━━ Supplied information ━━

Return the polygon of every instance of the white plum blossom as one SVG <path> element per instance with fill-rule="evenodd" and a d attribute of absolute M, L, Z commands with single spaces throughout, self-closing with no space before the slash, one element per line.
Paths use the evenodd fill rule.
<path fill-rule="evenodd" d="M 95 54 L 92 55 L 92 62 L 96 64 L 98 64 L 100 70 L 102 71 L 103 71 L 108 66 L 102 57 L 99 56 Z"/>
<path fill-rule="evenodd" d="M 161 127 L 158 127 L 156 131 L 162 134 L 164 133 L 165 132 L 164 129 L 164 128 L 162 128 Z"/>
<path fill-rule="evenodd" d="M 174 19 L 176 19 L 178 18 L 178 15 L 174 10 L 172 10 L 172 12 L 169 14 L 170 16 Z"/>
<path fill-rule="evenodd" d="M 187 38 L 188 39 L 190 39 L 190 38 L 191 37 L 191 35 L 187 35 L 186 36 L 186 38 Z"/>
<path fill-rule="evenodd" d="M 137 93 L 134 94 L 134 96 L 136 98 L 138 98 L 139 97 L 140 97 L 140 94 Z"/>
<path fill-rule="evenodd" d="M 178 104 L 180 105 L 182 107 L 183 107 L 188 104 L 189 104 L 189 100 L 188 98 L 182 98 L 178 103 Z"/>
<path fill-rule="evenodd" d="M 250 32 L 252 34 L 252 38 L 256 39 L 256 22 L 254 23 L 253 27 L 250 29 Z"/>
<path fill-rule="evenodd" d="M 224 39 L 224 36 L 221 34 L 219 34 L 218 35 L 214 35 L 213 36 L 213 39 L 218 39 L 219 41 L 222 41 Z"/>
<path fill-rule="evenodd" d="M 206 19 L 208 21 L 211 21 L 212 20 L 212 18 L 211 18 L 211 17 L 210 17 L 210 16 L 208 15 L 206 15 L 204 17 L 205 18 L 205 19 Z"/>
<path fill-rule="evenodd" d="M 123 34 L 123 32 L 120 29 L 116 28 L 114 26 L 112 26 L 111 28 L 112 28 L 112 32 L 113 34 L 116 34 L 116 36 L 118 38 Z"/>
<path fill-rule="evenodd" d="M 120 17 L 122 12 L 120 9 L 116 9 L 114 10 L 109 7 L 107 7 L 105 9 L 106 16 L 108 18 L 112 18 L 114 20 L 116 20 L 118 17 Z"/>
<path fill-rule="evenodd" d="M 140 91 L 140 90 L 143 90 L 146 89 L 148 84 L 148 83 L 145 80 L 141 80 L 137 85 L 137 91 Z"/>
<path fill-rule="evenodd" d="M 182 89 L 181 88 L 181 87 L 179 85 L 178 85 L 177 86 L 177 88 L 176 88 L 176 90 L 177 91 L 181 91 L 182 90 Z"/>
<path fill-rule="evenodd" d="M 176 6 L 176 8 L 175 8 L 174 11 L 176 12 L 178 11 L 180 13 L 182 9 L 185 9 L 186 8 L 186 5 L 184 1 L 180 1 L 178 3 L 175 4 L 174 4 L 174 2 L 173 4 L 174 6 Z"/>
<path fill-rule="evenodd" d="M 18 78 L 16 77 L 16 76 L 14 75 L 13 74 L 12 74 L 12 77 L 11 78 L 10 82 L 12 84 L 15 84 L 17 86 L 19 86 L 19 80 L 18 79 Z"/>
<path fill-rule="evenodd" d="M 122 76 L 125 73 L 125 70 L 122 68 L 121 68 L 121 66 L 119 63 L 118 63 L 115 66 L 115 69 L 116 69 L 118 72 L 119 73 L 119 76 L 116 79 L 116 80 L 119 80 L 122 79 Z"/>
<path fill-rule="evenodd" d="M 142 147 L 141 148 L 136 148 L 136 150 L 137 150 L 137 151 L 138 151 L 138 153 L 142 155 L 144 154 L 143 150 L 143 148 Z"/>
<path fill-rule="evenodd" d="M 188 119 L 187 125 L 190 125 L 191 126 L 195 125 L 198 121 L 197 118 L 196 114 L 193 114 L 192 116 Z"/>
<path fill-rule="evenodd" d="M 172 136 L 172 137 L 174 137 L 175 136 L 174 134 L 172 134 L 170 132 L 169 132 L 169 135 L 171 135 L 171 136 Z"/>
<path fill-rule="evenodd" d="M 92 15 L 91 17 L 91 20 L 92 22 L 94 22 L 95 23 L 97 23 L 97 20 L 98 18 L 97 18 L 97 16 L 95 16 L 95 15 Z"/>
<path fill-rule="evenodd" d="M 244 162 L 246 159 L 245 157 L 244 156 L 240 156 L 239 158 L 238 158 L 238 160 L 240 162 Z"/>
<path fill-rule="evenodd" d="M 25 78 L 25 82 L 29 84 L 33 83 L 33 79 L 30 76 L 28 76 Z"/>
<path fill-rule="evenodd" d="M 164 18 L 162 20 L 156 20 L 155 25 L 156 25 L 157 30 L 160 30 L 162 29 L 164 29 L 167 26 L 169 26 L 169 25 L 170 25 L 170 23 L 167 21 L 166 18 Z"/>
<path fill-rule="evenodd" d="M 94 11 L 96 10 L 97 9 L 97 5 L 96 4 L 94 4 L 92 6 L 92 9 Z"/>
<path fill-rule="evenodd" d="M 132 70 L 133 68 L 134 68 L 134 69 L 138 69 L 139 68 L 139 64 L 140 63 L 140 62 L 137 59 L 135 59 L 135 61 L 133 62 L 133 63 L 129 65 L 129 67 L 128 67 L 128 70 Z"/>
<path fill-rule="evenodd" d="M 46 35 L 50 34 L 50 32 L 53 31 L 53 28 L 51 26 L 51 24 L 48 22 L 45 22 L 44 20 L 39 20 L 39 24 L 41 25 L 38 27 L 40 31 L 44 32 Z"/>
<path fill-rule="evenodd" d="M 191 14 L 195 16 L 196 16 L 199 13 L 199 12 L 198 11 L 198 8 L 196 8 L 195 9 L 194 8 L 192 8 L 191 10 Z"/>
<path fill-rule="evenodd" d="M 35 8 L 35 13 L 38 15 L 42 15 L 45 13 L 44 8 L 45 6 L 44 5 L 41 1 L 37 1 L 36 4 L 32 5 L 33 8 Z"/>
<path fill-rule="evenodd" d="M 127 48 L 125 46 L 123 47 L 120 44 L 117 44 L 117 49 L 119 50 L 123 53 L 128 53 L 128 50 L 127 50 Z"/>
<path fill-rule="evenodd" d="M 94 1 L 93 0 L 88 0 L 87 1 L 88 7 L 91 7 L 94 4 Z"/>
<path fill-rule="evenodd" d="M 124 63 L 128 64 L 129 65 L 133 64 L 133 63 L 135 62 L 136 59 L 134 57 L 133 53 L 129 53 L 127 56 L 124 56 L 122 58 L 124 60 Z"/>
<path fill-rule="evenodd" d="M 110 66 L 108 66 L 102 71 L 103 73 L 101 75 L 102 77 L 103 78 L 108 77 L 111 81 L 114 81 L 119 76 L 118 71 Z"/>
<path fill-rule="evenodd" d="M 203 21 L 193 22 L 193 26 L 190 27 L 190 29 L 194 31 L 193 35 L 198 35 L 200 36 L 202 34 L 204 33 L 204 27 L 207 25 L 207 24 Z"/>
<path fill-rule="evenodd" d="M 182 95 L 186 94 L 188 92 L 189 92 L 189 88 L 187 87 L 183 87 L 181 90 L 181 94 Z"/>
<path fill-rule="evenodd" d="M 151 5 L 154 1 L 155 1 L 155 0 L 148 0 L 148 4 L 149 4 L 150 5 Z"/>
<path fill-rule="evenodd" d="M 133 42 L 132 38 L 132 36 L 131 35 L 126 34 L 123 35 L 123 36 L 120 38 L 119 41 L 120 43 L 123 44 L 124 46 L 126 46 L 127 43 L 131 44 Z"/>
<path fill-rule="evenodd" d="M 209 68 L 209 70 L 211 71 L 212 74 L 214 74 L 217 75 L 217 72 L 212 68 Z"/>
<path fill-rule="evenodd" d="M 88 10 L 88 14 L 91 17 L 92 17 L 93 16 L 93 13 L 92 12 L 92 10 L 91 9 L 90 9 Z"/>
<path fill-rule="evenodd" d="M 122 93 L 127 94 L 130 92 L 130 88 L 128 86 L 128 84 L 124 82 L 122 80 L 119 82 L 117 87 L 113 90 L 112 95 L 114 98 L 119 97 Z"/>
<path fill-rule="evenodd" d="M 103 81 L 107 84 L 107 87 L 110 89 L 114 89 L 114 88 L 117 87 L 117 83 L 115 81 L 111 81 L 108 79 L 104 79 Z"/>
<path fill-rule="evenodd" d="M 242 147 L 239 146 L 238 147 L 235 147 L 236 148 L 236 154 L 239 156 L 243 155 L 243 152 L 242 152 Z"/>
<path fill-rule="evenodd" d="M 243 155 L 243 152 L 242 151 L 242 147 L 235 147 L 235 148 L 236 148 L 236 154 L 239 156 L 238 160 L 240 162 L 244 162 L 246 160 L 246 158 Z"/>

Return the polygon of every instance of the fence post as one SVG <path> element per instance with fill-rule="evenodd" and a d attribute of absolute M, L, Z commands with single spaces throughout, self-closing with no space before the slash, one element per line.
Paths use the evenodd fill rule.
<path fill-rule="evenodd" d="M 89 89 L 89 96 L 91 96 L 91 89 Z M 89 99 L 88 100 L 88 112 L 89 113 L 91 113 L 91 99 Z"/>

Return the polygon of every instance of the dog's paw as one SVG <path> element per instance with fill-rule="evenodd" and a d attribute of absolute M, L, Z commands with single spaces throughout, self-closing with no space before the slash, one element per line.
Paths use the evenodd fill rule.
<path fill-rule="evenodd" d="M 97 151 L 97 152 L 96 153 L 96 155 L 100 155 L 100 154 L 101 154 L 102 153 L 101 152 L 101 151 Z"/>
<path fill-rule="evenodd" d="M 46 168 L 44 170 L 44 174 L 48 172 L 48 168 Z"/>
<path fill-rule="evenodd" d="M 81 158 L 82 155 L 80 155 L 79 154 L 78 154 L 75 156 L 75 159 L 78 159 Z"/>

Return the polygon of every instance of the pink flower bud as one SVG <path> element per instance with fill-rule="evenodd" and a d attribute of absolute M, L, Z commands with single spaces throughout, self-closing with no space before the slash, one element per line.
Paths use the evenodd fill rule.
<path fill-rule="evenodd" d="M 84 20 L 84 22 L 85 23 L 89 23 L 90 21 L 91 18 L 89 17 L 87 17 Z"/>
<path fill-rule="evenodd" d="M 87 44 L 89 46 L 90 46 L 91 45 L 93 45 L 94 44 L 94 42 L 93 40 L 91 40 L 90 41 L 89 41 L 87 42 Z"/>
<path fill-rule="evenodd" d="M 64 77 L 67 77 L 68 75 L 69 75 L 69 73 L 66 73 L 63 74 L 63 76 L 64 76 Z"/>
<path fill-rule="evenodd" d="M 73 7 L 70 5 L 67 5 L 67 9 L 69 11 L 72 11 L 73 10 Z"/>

━━━

**Written exercise:** Extract the listing lines verbatim, beginning at the line that contains "Return the polygon of every instance of the dog's" and stopping after the line that contains "81 158 L 82".

**Solution to this task:**
Return the polygon of every instance of the dog's paw as one SVG <path> element per instance with fill-rule="evenodd" and a d attribute of absolute M, L, Z commands with single spaces throughout, self-closing with no space before the slash, one element per line.
Paths use the evenodd fill rule.
<path fill-rule="evenodd" d="M 97 151 L 97 152 L 96 153 L 96 155 L 100 155 L 100 154 L 101 154 L 102 153 L 101 152 L 101 151 Z"/>
<path fill-rule="evenodd" d="M 46 168 L 44 170 L 44 174 L 48 172 L 48 168 Z"/>
<path fill-rule="evenodd" d="M 81 158 L 82 155 L 80 155 L 79 154 L 78 154 L 75 156 L 75 159 L 78 159 Z"/>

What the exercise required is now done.